Records:
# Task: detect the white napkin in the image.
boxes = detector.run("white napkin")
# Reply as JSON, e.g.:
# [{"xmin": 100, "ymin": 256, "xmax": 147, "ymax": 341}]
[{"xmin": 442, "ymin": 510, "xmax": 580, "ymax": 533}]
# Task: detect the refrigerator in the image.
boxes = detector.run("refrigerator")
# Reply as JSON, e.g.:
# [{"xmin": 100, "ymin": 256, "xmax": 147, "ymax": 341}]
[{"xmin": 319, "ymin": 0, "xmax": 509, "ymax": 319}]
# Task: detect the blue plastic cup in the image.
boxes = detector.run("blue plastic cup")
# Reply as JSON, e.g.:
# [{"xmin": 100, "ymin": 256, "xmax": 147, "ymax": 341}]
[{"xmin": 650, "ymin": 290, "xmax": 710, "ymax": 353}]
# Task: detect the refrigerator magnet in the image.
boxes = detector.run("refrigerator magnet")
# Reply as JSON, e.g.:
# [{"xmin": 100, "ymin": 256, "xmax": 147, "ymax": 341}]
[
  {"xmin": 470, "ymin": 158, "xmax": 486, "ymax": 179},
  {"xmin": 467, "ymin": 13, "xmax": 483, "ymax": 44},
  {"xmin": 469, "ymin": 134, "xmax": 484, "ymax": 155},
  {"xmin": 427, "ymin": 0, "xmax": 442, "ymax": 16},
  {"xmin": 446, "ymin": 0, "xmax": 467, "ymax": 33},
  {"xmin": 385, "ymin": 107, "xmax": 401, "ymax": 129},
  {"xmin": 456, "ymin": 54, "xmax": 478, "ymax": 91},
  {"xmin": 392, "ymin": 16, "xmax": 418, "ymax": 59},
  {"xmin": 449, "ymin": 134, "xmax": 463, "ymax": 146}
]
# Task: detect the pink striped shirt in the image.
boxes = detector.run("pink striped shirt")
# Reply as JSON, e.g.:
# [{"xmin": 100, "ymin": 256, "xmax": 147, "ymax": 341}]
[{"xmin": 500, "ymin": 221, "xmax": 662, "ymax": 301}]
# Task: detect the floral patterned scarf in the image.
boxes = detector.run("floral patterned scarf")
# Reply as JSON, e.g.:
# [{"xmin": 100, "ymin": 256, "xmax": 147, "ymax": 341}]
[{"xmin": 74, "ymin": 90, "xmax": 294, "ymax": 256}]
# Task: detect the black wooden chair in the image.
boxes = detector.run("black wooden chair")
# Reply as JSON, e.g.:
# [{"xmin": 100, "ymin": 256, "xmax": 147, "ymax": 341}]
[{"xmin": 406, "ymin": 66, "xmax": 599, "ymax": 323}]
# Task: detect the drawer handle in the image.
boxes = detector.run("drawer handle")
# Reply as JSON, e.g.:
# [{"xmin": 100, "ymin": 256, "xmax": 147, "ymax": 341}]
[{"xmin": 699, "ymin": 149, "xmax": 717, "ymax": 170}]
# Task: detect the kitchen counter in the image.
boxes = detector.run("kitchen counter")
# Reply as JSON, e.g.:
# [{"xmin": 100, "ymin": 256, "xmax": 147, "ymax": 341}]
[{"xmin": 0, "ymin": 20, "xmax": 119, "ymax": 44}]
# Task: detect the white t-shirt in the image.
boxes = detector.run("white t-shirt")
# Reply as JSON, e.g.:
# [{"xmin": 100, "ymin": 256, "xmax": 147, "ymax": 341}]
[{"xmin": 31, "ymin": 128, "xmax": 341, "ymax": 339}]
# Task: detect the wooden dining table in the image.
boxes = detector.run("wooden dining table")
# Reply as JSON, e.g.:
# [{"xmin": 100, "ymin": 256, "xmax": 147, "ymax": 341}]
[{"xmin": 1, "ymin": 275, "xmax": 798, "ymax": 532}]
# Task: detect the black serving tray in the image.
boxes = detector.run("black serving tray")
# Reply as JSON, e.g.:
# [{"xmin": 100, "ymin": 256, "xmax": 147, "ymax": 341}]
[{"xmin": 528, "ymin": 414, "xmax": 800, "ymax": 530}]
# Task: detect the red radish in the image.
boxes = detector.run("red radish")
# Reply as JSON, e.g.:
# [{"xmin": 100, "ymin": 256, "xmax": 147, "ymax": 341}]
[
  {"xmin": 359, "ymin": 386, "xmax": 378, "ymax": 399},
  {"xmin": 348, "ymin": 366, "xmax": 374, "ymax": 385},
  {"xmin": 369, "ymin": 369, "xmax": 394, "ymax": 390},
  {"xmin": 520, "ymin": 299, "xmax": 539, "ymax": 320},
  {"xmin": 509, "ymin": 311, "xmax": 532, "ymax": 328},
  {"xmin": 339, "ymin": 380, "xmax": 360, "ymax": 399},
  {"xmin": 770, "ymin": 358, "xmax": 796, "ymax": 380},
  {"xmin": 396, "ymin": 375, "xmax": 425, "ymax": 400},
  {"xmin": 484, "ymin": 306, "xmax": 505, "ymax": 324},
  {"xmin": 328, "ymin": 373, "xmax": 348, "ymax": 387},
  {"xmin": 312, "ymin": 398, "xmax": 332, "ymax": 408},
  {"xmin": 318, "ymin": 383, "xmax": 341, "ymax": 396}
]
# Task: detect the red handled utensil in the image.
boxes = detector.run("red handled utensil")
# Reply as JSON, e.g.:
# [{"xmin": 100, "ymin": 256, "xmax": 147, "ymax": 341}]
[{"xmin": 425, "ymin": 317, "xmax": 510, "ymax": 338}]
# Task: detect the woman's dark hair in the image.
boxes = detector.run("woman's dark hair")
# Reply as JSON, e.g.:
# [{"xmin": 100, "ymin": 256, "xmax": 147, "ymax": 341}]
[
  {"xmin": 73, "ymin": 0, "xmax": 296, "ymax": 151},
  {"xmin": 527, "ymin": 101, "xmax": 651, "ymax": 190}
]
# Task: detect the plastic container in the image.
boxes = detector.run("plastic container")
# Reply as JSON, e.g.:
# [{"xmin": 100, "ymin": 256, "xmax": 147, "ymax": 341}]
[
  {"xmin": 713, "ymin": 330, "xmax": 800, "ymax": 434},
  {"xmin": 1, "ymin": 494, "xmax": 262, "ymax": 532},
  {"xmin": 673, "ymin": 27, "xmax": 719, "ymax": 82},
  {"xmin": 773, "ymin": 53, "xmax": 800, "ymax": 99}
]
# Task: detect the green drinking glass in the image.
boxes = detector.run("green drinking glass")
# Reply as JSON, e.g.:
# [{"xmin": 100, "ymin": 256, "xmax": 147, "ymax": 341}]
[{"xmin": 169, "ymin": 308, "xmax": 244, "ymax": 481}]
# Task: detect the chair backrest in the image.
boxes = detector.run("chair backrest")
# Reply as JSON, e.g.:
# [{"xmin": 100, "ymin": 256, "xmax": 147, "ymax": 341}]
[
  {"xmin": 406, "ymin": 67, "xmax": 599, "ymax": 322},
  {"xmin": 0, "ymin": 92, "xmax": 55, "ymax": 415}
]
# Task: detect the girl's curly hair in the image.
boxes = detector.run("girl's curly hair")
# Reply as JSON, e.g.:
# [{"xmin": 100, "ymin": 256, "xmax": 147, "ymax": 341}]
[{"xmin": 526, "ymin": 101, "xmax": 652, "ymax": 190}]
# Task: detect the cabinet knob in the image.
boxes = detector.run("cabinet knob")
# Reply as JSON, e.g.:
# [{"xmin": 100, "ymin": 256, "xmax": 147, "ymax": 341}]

Your assignment: The number of lines in the data that hold "container" is all that should be given.

Result for this exercise: 2